__Problem statement__
Could you write out every entry exactly as it stands?

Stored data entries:

● ● ● ● ● ● ●

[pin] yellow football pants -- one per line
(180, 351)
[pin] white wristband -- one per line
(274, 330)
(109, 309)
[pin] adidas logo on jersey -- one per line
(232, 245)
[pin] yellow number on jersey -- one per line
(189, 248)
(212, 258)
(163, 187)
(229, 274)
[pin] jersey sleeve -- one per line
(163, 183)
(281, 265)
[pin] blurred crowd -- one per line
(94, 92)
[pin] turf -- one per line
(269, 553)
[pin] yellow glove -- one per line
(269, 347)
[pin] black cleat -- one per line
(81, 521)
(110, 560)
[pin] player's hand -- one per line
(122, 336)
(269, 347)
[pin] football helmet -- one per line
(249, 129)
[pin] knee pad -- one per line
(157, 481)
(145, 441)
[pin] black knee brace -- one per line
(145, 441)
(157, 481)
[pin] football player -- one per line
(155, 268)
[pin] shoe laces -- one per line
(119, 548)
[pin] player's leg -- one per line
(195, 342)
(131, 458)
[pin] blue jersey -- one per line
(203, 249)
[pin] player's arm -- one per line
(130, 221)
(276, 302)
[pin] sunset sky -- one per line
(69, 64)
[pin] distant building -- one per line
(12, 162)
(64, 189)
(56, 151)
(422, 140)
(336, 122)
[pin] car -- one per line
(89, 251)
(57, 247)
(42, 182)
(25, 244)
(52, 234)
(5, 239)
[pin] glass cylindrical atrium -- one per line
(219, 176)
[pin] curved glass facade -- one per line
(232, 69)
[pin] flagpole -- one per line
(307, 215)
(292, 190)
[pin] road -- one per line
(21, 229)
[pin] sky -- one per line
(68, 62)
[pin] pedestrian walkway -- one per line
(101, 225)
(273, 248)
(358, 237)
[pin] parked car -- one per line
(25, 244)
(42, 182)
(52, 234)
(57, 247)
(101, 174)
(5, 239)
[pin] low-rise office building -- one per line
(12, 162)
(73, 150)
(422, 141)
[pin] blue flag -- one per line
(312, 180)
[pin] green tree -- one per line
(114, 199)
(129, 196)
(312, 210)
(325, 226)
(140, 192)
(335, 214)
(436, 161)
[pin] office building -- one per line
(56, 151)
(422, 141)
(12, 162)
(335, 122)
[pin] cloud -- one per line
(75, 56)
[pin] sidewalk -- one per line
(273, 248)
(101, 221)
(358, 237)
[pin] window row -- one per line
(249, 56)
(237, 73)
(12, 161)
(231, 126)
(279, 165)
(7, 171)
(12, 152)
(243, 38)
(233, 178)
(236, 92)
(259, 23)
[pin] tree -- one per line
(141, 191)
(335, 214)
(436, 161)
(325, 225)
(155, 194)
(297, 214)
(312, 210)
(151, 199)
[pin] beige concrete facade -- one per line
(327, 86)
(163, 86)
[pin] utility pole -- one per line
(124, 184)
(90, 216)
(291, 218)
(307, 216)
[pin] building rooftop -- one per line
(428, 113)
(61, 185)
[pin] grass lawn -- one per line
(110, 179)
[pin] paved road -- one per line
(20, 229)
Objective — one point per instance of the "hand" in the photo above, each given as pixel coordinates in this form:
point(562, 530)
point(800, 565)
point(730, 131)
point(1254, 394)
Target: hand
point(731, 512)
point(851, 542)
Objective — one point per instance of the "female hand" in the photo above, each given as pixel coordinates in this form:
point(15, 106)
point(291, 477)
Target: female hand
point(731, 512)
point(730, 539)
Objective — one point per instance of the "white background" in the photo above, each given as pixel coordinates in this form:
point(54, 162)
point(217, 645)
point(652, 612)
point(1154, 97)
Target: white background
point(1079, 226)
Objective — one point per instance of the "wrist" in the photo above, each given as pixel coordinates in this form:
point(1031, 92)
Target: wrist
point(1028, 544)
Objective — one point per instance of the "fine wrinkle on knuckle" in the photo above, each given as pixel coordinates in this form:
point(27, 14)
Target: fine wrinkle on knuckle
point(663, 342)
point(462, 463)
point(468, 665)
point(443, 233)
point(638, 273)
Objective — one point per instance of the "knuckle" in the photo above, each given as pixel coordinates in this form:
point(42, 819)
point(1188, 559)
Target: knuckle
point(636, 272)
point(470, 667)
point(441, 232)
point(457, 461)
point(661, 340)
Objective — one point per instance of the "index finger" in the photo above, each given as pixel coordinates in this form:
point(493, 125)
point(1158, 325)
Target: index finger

● ● ● ● ● ● ●

__Written solution__
[pin] yellow football pants -- one per line
(180, 351)
[pin] white wristband -- one per line
(274, 330)
(109, 309)
[pin] adidas logo on jersey -- one per line
(232, 245)
[pin] yellow number on jersey -- one per line
(189, 248)
(212, 258)
(163, 187)
(229, 274)
[pin] jersey sleeve -- one per line
(163, 183)
(281, 265)
[pin] blurred crowd -- one per line
(94, 92)
[pin] turf -- one per line
(269, 553)
[pin] yellow glove -- one per line
(269, 347)
[pin] black cleat -- one per line
(81, 521)
(110, 560)
[pin] player's hand -- one per line
(122, 336)
(269, 347)
[pin] football helmet -- one per line
(249, 129)
[pin] knee pad -- one per line
(157, 481)
(145, 441)
[pin] black knee brace -- one per line
(145, 441)
(157, 481)
[pin] football player -- one per line
(155, 268)
[pin] shoe laces -- one per line
(119, 548)
[pin] player's leg -- one per line
(195, 342)
(131, 458)
[pin] blue jersey -- one per line
(203, 249)
[pin] player's arm -- one per line
(130, 221)
(276, 302)
[pin] sunset sky -- one per line
(69, 64)
[pin] distant building -- one per line
(12, 162)
(64, 189)
(56, 151)
(422, 140)
(336, 122)
[pin] car -- one per line
(89, 251)
(57, 247)
(42, 182)
(25, 244)
(52, 234)
(5, 239)
[pin] glass cylindrical atrium -- one per line
(219, 176)
[pin] curved glass facade -- one per line
(232, 69)
[pin] flagpole -- one per line
(307, 215)
(292, 190)
[pin] road -- one per line
(21, 229)
[pin] sky -- one per line
(68, 62)
[pin] pedestrian walkway -- one per line
(101, 225)
(273, 248)
(358, 237)
[pin] parked car -- one per line
(25, 244)
(42, 182)
(52, 234)
(57, 247)
(101, 174)
(5, 239)
[pin] low-rise office building -- one per line
(12, 162)
(73, 150)
(422, 141)
[pin] blue flag -- one per line
(312, 180)
[pin] green tree -- one per line
(114, 199)
(129, 196)
(312, 210)
(325, 226)
(140, 192)
(335, 214)
(436, 161)
[pin] office building -- one per line
(56, 151)
(422, 141)
(12, 162)
(335, 122)
[pin] cloud -- one per line
(75, 56)
[pin] sidewalk -- one per line
(273, 248)
(101, 221)
(358, 237)
[pin] window row -- one per line
(249, 56)
(237, 73)
(12, 161)
(231, 126)
(279, 165)
(7, 171)
(12, 152)
(243, 38)
(233, 178)
(236, 92)
(259, 23)
[pin] tree -- one per line
(141, 191)
(335, 214)
(436, 161)
(325, 225)
(155, 194)
(297, 214)
(312, 210)
(151, 199)
[pin] beige concrete facade -- one per line
(327, 86)
(163, 86)
[pin] utility pole -- one per line
(124, 184)
(90, 216)
(291, 218)
(307, 216)
[pin] building rooftop -- one per line
(428, 113)
(61, 185)
[pin] grass lawn -- one per line
(110, 179)
[pin] paved road -- one per line
(20, 229)
Objective — one point per instance of the "hand" in the photo above, each given as pixel coordinates in this form:
point(562, 530)
point(800, 565)
point(730, 131)
point(1254, 394)
Target: hand
point(731, 512)
point(851, 542)
Objective — one point per instance of the "female hand" in the photo above, each given as pixel coordinates in this form:
point(15, 106)
point(291, 477)
Target: female hand
point(731, 512)
point(730, 539)
Objective — one point per instance of the "white background" in the photo above, each given as pixel coordinates in this form:
point(54, 162)
point(217, 645)
point(652, 612)
point(1154, 97)
Target: white background
point(1079, 226)
Objective — one point per instance of the "wrist" in the photo above, each given as pixel coordinates in this form:
point(1031, 92)
Target: wrist
point(1028, 544)
Objective — one point per instance of the "fine wrinkle on knuckle" in the photo above, each given as pixel coordinates in this form:
point(27, 14)
Target: fine wrinkle on knuckle
point(663, 342)
point(462, 463)
point(468, 665)
point(443, 233)
point(638, 273)
Objective — one point per instance of the "knuckle" in the photo above, each given as pixel coordinates in this form:
point(42, 819)
point(1188, 559)
Target: knuckle
point(636, 272)
point(470, 667)
point(441, 232)
point(457, 461)
point(661, 340)
Objective — one point per instance of the "index finger" in the photo above, each given as pixel coordinates in this form:
point(493, 125)
point(1158, 325)
Target: index finger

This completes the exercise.